Required tasks:
1) Answer these from the sand screen passage, one line each:
(a) What does the filtering medium surround, and along how much of it?
(b) What do the base pipe and the filtering medium form together?
(c) Where does each packing conduit's nozzle release gravel packing slurry?
2) List every form the filtering medium may take according to the sand screen passage.
3) Pick up the sand screen passage after its last sentence and write a further paragraph in the same technical style.

══ Source text

The base pipes of the sand control segments define joints of perforated or
slotted tubing.
Each sand control segment further comprises a filtering medium, which
surrounds the base
pipe along a substantial portion of the base pipe. The filtering medium may
comprise a wire-
wrapped screen, a slotted liner, a membrane screen, an expandable screen, a
sintered metal
screen, a wire-mesh screen, a shape memory polymer, or a pre-packed solid
particle bed.
Together, the base pipe and the filtering medium form a sand screen.
[00226] The sand screens are arranged to have alternate flow path
technology. In this
respect, each sand screen includes at least one transport conduit configured
to bypass the base
pipe. The transport conduits extend substantially along the base pipe. Each
sand control
device further comprises at least one packing conduit. Each packing conduit
has a nozzle
configured to release gravel packing slurry into an annular region between the
filtering
medium and a surrounding subsurface formation.
[00227] The method 1500 also includes providing a first joint assembly.

════
══ Listed records

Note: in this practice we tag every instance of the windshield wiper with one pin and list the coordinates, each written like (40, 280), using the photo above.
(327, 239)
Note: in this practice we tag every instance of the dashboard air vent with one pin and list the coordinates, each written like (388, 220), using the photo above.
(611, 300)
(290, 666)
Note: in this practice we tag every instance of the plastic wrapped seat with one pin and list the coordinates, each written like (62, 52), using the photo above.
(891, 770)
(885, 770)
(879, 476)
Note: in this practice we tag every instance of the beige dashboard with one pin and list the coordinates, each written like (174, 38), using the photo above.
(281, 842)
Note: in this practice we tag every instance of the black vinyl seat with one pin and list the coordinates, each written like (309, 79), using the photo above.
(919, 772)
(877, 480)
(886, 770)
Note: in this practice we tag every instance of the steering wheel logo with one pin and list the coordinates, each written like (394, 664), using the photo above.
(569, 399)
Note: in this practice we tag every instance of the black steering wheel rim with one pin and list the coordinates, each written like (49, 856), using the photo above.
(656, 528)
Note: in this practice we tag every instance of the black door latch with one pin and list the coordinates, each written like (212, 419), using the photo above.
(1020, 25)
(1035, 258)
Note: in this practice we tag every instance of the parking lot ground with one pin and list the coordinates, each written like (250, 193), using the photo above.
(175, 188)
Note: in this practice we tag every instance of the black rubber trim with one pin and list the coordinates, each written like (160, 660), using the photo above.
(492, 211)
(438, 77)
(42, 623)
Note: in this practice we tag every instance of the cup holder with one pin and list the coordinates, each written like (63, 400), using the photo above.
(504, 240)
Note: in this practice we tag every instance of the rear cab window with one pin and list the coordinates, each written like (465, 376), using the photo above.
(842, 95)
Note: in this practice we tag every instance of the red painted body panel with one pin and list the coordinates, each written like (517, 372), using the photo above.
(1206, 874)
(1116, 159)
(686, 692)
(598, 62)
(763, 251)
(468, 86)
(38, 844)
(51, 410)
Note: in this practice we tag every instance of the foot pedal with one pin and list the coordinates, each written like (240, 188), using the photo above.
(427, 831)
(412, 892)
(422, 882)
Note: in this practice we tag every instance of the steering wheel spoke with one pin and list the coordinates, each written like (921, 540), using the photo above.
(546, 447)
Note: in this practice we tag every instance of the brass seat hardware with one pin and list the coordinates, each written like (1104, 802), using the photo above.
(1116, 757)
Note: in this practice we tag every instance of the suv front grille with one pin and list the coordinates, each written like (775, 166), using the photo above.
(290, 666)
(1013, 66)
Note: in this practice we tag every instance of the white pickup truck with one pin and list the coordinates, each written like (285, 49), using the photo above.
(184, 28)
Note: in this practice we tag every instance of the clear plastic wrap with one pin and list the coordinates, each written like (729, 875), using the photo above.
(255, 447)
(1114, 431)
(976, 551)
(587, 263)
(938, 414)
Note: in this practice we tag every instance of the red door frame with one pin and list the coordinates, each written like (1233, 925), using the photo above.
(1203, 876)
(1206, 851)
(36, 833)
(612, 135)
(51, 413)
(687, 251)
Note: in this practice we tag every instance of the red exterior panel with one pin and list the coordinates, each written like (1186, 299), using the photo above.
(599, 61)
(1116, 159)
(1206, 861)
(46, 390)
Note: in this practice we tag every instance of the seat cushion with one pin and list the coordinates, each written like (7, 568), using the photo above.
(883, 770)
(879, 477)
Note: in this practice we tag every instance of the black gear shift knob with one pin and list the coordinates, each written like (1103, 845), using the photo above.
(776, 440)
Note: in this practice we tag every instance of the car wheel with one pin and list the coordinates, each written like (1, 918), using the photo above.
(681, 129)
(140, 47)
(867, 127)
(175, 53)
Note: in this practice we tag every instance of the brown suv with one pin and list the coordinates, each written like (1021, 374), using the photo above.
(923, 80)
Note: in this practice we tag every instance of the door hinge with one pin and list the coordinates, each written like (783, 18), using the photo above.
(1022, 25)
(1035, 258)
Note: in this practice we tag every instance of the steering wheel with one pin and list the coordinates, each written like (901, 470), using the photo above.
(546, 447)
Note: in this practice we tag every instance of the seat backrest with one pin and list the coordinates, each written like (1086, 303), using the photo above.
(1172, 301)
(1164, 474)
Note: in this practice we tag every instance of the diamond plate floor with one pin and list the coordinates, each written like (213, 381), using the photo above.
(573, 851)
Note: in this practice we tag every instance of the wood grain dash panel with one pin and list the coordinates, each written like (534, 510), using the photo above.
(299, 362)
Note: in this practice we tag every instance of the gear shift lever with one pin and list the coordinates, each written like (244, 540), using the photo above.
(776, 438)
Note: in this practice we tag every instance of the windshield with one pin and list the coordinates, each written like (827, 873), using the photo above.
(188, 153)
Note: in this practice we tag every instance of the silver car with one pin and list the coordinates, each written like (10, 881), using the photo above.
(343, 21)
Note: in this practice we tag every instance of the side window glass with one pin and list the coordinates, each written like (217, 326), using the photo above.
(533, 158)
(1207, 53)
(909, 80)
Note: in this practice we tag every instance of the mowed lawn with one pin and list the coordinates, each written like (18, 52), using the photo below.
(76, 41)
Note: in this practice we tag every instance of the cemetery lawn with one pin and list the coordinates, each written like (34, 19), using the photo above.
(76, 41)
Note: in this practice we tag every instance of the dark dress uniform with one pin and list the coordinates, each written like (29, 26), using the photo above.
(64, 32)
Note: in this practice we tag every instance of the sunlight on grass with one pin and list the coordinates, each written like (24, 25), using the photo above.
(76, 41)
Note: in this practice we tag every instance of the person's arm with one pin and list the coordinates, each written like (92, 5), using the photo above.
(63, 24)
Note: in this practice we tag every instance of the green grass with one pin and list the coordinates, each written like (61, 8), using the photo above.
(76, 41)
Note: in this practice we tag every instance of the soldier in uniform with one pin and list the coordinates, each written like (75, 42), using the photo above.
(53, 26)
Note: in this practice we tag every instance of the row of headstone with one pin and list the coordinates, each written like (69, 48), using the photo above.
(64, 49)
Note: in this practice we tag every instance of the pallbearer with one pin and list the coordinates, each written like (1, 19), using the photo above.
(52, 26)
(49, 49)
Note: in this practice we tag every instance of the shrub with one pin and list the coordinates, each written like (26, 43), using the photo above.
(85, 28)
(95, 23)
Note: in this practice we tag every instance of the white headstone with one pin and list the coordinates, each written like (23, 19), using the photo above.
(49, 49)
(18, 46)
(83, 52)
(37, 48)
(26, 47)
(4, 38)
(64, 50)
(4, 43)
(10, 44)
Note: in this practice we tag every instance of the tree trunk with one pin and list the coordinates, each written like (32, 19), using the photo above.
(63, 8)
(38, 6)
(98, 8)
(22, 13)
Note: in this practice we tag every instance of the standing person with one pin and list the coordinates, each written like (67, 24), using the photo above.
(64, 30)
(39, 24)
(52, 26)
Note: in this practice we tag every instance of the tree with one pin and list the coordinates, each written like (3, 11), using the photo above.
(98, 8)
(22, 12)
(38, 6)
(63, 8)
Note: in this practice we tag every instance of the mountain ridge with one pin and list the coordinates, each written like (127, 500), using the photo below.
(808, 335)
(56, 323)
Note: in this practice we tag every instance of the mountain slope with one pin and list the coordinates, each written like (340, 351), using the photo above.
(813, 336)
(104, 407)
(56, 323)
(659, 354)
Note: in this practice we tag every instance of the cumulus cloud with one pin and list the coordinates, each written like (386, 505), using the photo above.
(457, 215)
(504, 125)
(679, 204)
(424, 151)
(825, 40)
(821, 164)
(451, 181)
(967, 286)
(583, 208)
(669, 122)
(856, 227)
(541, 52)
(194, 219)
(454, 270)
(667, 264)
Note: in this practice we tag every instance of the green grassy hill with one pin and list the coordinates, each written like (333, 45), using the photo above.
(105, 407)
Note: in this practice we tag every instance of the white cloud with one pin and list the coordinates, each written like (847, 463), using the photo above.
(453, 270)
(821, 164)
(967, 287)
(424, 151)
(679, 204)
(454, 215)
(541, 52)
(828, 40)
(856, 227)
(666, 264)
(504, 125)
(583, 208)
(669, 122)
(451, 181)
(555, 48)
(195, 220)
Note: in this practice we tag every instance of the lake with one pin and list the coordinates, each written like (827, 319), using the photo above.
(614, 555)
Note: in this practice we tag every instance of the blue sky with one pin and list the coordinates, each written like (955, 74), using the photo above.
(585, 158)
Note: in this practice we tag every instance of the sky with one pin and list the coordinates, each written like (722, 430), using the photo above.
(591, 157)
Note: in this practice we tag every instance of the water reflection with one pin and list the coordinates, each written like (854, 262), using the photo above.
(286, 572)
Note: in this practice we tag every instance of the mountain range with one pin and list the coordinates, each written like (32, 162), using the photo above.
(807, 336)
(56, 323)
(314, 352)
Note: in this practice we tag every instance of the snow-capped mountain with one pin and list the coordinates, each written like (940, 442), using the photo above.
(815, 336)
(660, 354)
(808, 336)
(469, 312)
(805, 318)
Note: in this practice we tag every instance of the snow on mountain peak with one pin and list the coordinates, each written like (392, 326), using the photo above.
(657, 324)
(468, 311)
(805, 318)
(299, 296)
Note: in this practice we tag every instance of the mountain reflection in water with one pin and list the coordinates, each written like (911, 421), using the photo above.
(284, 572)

════

Answers given:
1)
(a) It surrounds the base pipe along a substantial portion of the base pipe.
(b) They form a sand screen.
(c) Into an annular region between the filtering medium and a surrounding subsurface formation.

2)
wire-wrapped screen
slotted liner
membrane screen
expandable screen
sintered metal screen
wire-mesh screen
shape memory polymer
pre-packed solid particle bed

3)
This is provided
at Box 1520. The joint assembly comprises a non-perforated base pipe, at least
one transport
conduit extending substantially along the non-perforated base pipe, and at
least one packing
conduit. The transport conduits carry gravel packing slurry along the joint
assembly, while
the packing conduits each have a nozzle configured to release gravel packing
slurry into an
annular region between the non-perforated base pipe and a surrounding
subsurface formation.
[00228] The method 1500 also includes providing a packer assembly. This is
provided at
Box 1530. The packer assembly comprises at least one sealing element. The
sealing
elements are configured to be actuated to engage a surrounding wellbore wall.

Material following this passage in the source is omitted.